### Task set
1 - Answer these from the note on Barber's First Symphony:
(a) Where was Barber vacationing when he began his Symphony No. 1?
(b) Who conducted the symphony's premiere in 1936?
(c) In which years did Barber revise the symphony?
2 - Copy word for word the passage from the note on Barber's First Symphony that begins with "Samuel Barber wrote" and ends after "a concise form.".

### Text to read
══════════
Samuel Barber wrote some of his most impressive music when he was young, including numerous songs (which he began writing at age seven) and his String Quartet, the slow movement of which became the Adagio for Strings, one of the most beloved slow pieces in the symphonic repertoire. He wrote his Symphony No. 1 when he was 25, beginning it when he was vacationing with his life partner Gian Carlo Menotti in Camden, Maine. Though it is his first international hit, it already has his distinctive voice, combining song-like lyricism with spiky dissonance, epic gestures with a concise form.
Bernardino Molinari conducted the premiere in 1936 with the Augusteo Orchestra (now called the Orchestra dell’Accademia Nazionale di Santa Cecilia) in Rome, a huge success and an important event in the history of American symphonic music, which was often dismissed or ignored. The symphony was the first American work to appear at the Salzburg Festival and went on to be performed by the New York Philharmonic and The Cleveland Orchestra. Barber revised the symphony in 1942–1943; Bruno Walter conducted this version in 1944, offering to conduct any new Barber piece and giving him a signed photograph that read “to Samuel Barber, the Pioneer of the American Symphony.”
══════════
### Provided data
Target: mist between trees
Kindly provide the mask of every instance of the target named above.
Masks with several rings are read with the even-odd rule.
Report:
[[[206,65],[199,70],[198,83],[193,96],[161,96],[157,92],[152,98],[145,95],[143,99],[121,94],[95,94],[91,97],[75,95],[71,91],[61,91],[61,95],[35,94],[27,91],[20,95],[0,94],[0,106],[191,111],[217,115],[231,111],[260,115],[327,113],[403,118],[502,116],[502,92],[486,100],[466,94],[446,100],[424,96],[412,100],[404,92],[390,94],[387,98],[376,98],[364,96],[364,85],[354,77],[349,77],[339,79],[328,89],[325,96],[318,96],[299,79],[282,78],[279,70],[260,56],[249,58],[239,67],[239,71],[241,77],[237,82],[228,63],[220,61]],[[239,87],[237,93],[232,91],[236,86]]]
══════════
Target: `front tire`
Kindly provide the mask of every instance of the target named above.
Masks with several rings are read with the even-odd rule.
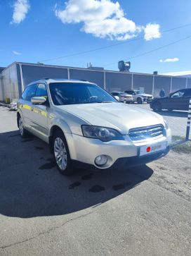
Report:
══════════
### Problem solutions
1 -
(a) Camden, Maine.
(b) Bernardino Molinari.
(c) 1942–1943.

2 -
Samuel Barber wrote some of his most impressive music when he was young, including numerous songs (which he began writing at age seven) and his String Quartet, the slow movement of which became the Adagio for Strings, one of the most beloved slow pieces in the symphonic repertoire. He wrote his Symphony No. 1 when he was 25, beginning it when he was vacationing with his life partner Gian Carlo Menotti in Camden, Maine. Though it is his first international hit, it already has his distinctive voice, combining song-like lyricism with spiky dissonance, epic gestures with a concise form.